En rapport avec un thème sous très haute tension, la tribalité, l’économiste Cicéron Massamba, membre du Congrès du Peuple, pose le problème ci-apès : L’Economie déterminant essentiel du bien-être social et moyen de gommer des aspérités communautaires ?
On peut définir la tribalité comme un sentiment, un état d’être qui se fonde sur des valeurs affiliées à sa tribu, ou en référence à celle-ci, tout comme, on parlera d’homosexualité ou même de la chrétienté ,la judaïté etc. …
Dans une version élargie des choses : la tribalité renvoie donc à un fonctionnement, à une organisation sociale qui se réfère aux valeurs de la tribu. Mais si la tribalité est une manière, de se considérer, de considérer les choses en rapport à une échelle de valeurs qu’est la tribu, elle envoie systématiquement à une forme de communautarisme. Elle sous-entend une préférence, une vision qui accorde une prééminence à la tribu.
Elle est pour ainsi dire une sectorisation de la société. L’organisation sociale s’opère ainsi par une segmentation de la population fondée sur les seuls intérêts des groupes suivant une filiation linguistique et culturelle. De cette configuration, l’individu n’existe que par rapport à son appartenance tribale. Il n’est perçu qu’à travers ce prisme ethnique et n’est valorisé que du point de celle-ci, loin de toutes valeurs intrinsèques ou de sociabilité.

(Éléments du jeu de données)
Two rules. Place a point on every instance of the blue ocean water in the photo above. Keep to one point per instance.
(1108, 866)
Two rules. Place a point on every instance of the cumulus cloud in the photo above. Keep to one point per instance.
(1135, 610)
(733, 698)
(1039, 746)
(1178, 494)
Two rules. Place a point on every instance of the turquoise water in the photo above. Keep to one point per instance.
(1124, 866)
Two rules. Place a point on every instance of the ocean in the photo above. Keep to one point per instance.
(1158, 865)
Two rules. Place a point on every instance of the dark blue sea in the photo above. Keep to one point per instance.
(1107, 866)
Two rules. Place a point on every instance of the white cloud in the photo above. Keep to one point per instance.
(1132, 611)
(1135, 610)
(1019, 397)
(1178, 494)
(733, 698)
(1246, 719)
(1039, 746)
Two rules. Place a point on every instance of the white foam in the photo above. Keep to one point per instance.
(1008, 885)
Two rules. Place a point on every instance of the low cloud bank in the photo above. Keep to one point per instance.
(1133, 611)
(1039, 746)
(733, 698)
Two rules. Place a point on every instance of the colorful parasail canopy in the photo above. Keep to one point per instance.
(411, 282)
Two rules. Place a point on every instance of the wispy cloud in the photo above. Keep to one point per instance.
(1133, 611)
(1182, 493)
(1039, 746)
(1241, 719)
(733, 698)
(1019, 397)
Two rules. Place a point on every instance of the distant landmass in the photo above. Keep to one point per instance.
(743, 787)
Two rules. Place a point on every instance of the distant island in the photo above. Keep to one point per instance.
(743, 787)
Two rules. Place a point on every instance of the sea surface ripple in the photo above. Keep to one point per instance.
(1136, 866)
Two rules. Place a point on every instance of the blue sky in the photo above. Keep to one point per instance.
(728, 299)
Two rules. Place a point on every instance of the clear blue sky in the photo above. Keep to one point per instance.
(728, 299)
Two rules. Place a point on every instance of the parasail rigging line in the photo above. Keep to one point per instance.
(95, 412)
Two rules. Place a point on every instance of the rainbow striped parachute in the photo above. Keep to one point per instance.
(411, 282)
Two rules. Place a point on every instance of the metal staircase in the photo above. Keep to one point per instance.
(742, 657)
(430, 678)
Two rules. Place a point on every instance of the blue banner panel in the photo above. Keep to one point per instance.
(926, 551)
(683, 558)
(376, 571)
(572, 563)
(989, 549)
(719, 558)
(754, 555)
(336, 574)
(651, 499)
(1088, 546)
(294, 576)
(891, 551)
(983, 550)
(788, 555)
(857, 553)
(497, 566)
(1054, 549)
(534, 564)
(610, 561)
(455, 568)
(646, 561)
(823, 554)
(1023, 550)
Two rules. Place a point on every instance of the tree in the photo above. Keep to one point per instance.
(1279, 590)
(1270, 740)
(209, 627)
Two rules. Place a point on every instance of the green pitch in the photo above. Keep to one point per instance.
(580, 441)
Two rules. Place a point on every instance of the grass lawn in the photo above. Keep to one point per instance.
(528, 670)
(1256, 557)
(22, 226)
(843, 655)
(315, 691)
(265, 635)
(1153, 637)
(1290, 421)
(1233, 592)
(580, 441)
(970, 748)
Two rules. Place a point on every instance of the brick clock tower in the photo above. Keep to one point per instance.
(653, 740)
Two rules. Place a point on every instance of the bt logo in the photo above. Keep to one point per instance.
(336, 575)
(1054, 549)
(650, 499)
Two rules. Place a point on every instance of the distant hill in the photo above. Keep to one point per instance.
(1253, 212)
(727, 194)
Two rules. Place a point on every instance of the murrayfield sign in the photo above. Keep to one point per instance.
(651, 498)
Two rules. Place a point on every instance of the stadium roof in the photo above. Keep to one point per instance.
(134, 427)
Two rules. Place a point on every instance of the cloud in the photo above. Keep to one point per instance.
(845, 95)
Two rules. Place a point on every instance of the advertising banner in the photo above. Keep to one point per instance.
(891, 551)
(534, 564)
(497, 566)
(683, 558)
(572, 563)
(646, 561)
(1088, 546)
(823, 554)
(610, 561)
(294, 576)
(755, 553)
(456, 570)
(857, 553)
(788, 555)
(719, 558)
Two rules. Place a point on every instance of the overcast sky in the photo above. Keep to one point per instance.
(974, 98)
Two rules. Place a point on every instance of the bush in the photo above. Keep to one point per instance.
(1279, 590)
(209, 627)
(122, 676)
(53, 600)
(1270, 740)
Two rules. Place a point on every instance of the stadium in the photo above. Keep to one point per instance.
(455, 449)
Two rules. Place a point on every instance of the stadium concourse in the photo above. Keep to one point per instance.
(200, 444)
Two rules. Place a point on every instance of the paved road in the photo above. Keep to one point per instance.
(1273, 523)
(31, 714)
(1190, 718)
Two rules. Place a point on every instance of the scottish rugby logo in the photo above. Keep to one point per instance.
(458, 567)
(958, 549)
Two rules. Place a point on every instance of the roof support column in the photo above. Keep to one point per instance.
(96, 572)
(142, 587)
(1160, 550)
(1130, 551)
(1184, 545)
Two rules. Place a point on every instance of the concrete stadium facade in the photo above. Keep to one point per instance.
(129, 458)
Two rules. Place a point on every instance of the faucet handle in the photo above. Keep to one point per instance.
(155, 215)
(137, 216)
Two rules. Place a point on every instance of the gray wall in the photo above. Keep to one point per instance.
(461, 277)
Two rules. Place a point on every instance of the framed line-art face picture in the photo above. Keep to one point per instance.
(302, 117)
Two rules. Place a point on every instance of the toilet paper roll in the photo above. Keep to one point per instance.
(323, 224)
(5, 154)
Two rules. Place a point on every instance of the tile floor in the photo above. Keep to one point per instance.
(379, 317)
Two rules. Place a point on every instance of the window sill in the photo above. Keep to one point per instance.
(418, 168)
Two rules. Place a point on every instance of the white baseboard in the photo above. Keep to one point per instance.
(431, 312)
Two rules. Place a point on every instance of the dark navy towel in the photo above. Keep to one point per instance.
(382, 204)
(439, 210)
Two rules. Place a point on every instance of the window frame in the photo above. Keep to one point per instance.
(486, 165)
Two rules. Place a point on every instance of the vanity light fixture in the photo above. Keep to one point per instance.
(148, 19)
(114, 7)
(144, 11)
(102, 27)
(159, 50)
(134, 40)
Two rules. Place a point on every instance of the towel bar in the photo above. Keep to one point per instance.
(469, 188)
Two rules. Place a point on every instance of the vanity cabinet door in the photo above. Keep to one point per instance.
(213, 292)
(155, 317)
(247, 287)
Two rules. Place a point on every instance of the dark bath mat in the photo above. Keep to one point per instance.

Actions à mener ▸
[A] Modifiez le passage du texte sur la tribalité allant de « Elle est pour » jusqu'à « ou de sociabilité. » en y remplaçant « segmentation » par « division ».
[B] Convertissez en tableau Markdown le listing, depuis la ligne contenant « the window frame » (celle-ci comprise) jusqu'à la toute fin du listing, avec une colonne « Numéro » et une colonne « Ligne du listing », sans reprendre les lignes vides.
Le texte et le listing constituent deux documents distincts.

Réponses par tâche ▸
[A]
Elle est pour ainsi dire une sectorisation de la société. L’organisation sociale s’opère ainsi par une division de la population fondée sur les seuls intérêts des groupes suivant une filiation linguistique et culturelle. De cette configuration, l’individu n’existe que par rapport à son appartenance tribale. Il n’est perçu qu’à travers ce prisme ethnique et n’est valorisé que du point de celle-ci, loin de toutes valeurs intrinsèques ou de sociabilité.

[B]
| Numéro | Ligne du listing |
|---|---|
| 1 | Two rules. Place a point on every instance of the window frame in the photo above. Keep to one point per instance. |
| 2 | (486, 165) |
| 3 | Two rules. Place a point on every instance of the vanity light fixture in the photo above. Keep to one point per instance. |
| 4 | (148, 19) |
| 5 | (114, 7) |
| 6 | (144, 11) |
| 7 | (102, 27) |
| 8 | (159, 50) |
| 9 | (134, 40) |
| 10 | Two rules. Place a point on every instance of the towel bar in the photo above. Keep to one point per instance. |
| 11 | (469, 188) |
| 12 | Two rules. Place a point on every instance of the vanity cabinet door in the photo above. Keep to one point per instance. |
| 13 | (213, 292) |
| 14 | (155, 317) |
| 15 | (247, 287) |
| 16 | Two rules. Place a point on every instance of the dark bath mat in the photo above. Keep to one point per instance. |